§ Data listing
— start —
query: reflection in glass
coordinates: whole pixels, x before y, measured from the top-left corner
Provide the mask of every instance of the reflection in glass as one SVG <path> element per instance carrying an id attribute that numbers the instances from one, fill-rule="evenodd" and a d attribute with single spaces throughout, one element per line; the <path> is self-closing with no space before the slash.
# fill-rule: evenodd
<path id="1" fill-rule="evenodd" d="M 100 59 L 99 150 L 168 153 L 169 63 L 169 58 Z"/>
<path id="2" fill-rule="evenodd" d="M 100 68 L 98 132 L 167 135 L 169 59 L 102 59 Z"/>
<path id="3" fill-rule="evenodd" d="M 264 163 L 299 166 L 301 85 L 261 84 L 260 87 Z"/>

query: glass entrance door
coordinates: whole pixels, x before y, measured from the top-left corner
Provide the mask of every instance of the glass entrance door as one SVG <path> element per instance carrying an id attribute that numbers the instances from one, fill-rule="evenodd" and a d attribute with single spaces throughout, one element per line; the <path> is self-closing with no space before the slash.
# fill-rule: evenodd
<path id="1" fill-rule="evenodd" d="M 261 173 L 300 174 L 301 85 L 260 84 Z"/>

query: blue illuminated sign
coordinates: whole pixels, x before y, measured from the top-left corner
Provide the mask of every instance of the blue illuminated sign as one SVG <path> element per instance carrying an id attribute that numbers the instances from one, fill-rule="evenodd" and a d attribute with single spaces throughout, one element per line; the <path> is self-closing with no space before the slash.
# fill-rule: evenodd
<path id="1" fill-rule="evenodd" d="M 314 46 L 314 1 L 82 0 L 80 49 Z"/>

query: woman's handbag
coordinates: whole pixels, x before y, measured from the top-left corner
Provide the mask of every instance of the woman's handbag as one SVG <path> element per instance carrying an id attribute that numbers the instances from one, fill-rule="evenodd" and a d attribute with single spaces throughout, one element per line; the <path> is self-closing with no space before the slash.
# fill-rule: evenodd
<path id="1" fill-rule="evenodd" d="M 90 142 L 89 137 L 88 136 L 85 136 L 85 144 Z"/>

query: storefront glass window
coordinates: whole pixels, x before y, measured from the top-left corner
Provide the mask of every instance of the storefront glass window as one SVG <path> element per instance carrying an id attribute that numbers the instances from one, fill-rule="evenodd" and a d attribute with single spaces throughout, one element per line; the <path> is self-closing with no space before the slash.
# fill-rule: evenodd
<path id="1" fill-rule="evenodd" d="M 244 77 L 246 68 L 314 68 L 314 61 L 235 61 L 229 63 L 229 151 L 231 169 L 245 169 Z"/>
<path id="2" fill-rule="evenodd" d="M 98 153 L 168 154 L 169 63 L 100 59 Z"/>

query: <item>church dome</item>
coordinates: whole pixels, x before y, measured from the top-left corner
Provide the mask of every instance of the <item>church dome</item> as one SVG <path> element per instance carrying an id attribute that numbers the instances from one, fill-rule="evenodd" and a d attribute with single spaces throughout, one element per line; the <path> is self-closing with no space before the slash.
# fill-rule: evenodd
— end —
Reproduce the entire listing above verbatim, from its first line to its last, without altering any character.

query: reflection in glass
coordinates: whole pixels, x before y, measured from the top-left corner
Provide the mask of every instance of the reflection in glass as one SVG <path> element per instance carrying an id attribute that numbers the instances from one, fill-rule="evenodd" and a d attribute with single spaces throughout, one element per line; the <path> is self-closing with no space before the slash.
# fill-rule: evenodd
<path id="1" fill-rule="evenodd" d="M 100 59 L 99 150 L 168 153 L 169 63 L 169 58 Z"/>
<path id="2" fill-rule="evenodd" d="M 100 68 L 98 132 L 167 135 L 169 59 L 102 59 Z"/>
<path id="3" fill-rule="evenodd" d="M 264 163 L 299 166 L 301 85 L 261 84 L 260 87 Z"/>

query: glass entrance door
coordinates: whole pixels, x before y, measured from the top-left corner
Provide the mask of every instance of the glass entrance door as one SVG <path> element per instance carrying an id attribute that numbers the instances from one, fill-rule="evenodd" and a d attribute with single spaces throughout, one element per line; the <path> is self-closing with no space before the slash.
# fill-rule: evenodd
<path id="1" fill-rule="evenodd" d="M 261 173 L 300 174 L 301 85 L 260 84 Z"/>

query: blue illuminated sign
coordinates: whole pixels, x before y, measured from the top-left corner
Provide the mask of every instance of the blue illuminated sign as one SVG <path> element per instance carrying an id attribute that numbers the instances from one, fill-rule="evenodd" and a d attribute with single spaces throughout, one element per line; the <path> is self-closing with no space before the slash.
# fill-rule: evenodd
<path id="1" fill-rule="evenodd" d="M 314 46 L 314 1 L 82 0 L 80 49 Z"/>

query: woman's handbag
coordinates: whole pixels, x before y, measured from the top-left corner
Provide the mask of every instance of the woman's handbag as one SVG <path> element per instance carrying an id attribute that numbers the instances from one, fill-rule="evenodd" and a d attribute with single spaces throughout, one element per line; the <path> is self-closing with no space before the slash.
# fill-rule: evenodd
<path id="1" fill-rule="evenodd" d="M 90 142 L 89 137 L 88 136 L 85 136 L 85 144 Z"/>

query: storefront glass window
coordinates: whole pixels, x before y, measured from the top-left corner
Provide the mask of every instance of the storefront glass window as one SVG <path> element per instance carrying an id attribute that numbers the instances from one, fill-rule="evenodd" and a d attribute with single spaces throughout, one element per line; the <path> is self-closing with no space before the slash.
# fill-rule: evenodd
<path id="1" fill-rule="evenodd" d="M 244 77 L 246 68 L 314 68 L 314 61 L 235 61 L 229 63 L 229 151 L 231 169 L 245 169 Z"/>
<path id="2" fill-rule="evenodd" d="M 98 153 L 168 154 L 169 63 L 100 59 Z"/>

query: <item>church dome</item>
coordinates: whole pixels, x before y, measured from the top-left corner
Provide the mask of every instance of the <item>church dome</item> as one SVG <path> element per instance carrying an id attribute that numbers the instances from one, fill-rule="evenodd" and a d attribute with single spaces throughout, one element per line; the <path> is self-closing with no space before the slash.
# fill-rule: evenodd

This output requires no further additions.